WRITTEN PROBLEM - Reproduce all records exactly.

EXTRACTED DATA -
---+---

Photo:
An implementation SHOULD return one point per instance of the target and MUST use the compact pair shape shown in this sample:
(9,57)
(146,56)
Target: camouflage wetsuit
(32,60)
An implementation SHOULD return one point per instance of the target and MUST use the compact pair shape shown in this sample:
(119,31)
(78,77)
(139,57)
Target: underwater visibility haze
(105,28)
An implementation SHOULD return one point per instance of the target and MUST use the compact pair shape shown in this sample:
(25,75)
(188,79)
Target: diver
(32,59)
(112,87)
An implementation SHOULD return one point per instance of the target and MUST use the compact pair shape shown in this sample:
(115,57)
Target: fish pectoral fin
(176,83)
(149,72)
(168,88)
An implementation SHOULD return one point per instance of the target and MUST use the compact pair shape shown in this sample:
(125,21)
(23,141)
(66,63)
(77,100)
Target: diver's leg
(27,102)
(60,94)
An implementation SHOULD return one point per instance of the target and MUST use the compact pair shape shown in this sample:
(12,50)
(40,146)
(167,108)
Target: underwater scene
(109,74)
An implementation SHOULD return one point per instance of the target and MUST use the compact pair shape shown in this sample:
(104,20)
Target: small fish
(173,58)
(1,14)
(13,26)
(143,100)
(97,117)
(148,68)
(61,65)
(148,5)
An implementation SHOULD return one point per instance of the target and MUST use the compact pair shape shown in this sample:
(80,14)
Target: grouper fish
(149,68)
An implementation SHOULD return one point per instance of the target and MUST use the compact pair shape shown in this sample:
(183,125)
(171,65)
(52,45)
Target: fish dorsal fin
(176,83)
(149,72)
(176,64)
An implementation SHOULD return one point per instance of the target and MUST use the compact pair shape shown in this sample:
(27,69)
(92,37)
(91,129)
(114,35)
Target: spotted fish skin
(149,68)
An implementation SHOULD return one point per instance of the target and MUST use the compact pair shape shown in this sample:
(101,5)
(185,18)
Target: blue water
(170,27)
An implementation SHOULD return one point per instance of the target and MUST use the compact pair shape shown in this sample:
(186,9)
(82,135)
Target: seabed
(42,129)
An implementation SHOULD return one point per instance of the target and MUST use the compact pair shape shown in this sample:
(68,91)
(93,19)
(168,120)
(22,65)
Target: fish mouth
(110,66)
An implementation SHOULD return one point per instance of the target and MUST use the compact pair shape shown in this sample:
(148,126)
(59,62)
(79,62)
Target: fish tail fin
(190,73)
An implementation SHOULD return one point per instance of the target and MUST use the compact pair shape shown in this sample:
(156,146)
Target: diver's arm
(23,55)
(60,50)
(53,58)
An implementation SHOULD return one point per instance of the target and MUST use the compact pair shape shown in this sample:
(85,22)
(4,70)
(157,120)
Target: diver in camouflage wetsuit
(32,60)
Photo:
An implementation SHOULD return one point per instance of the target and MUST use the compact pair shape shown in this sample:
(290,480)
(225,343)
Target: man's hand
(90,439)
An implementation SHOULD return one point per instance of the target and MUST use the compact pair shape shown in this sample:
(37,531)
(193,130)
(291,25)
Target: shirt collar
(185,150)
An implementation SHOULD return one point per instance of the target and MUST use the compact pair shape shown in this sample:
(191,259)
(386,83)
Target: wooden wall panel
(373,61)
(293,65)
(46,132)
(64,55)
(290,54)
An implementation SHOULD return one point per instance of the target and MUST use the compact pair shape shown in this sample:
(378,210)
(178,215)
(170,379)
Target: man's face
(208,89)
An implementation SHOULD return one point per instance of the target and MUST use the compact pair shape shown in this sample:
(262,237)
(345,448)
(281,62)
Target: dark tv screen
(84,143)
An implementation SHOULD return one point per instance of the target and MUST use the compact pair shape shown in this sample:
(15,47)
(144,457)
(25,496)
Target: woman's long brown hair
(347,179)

---+---

EXERCISE ANSWER -
Photo:
An implementation SHOULD return one point per instance of the target and MUST use the compact pair shape shown in this sample:
(9,57)
(146,56)
Target: camouflage wetsuit
(32,60)
An implementation SHOULD return one point per instance of the target and MUST use the compact pair shape shown in this sample:
(119,31)
(78,77)
(139,57)
Target: underwater visibility haze
(105,28)
An implementation SHOULD return one point per instance of the target and MUST use the compact pair shape shown in this sample:
(25,75)
(188,79)
Target: diver
(32,59)
(112,87)
An implementation SHOULD return one point per instance of the target and MUST use the compact pair shape shown in this sample:
(115,57)
Target: fish pectoral fin
(176,83)
(149,72)
(168,88)
An implementation SHOULD return one point per instance of the target and MUST use the compact pair shape shown in this sample:
(125,21)
(23,141)
(66,63)
(77,100)
Target: diver's leg
(27,102)
(60,94)
An implementation SHOULD return one point per instance of the target and MUST use the compact pair shape shown in this sample:
(12,50)
(40,146)
(167,108)
Target: underwater scene
(109,74)
An implementation SHOULD return one point per instance of the target and MUST use the compact pair shape shown in this sample:
(104,20)
Target: small fish
(173,58)
(1,14)
(13,26)
(143,100)
(97,117)
(148,68)
(61,65)
(148,5)
An implementation SHOULD return one point per instance of the target and MUST use the compact pair shape shown in this sample:
(80,14)
Target: grouper fish
(149,68)
An implementation SHOULD return one point per instance of the target and MUST use the compact pair shape shown in this sample:
(183,125)
(171,65)
(52,45)
Target: fish dorsal fin
(176,83)
(149,72)
(176,64)
An implementation SHOULD return one point per instance of the target and MUST use the compact pair shape shown in this sample:
(27,69)
(92,37)
(91,129)
(114,35)
Target: spotted fish skin
(149,68)
An implementation SHOULD return one point per instance of the target and MUST use the compact pair shape shown in this sample:
(101,5)
(185,18)
Target: blue water
(170,27)
An implementation SHOULD return one point per instance of the target and MUST use the compact pair shape shown in this sample:
(186,9)
(82,135)
Target: seabed
(42,129)
An implementation SHOULD return one point per instance of the target and MUST use the compact pair shape shown in this sample:
(68,91)
(93,19)
(168,120)
(22,65)
Target: fish mouth
(110,66)
An implementation SHOULD return one point per instance of the target and MUST use the compact pair shape shown in this sample:
(148,126)
(59,62)
(79,62)
Target: fish tail fin
(190,73)
An implementation SHOULD return one point per instance of the target and MUST use the compact pair shape shown in this sample:
(156,146)
Target: diver's arm
(23,55)
(60,50)
(53,58)
An implementation SHOULD return one point per instance of the target and MUST use the compact pair shape shown in this sample:
(85,22)
(4,70)
(157,120)
Target: diver in camouflage wetsuit
(32,60)
Photo:
An implementation SHOULD return one point per instance of the target and MUST use the compact pair shape shown in this sample:
(290,480)
(225,343)
Target: man's hand
(90,439)
An implementation SHOULD return one point per instance of the target and MUST use the compact pair shape shown in this sample:
(37,531)
(193,130)
(291,25)
Target: shirt collar
(185,150)
An implementation SHOULD return one point per instance of the target and MUST use the compact pair shape shown in this sample:
(191,259)
(386,83)
Target: wooden wall panel
(373,61)
(293,65)
(46,132)
(64,55)
(290,54)
An implementation SHOULD return one point per instance of the target and MUST use the compact pair shape shown in this sample:
(378,210)
(178,215)
(170,379)
Target: man's face
(208,89)
An implementation SHOULD return one point per instance of the target and MUST use the compact pair shape shown in this sample:
(262,237)
(345,448)
(281,62)
Target: dark tv screen
(84,143)
An implementation SHOULD return one point per instance of the target and MUST use the compact pair shape shown in this sample:
(15,47)
(144,457)
(25,496)
Target: woman's long brown hair
(347,179)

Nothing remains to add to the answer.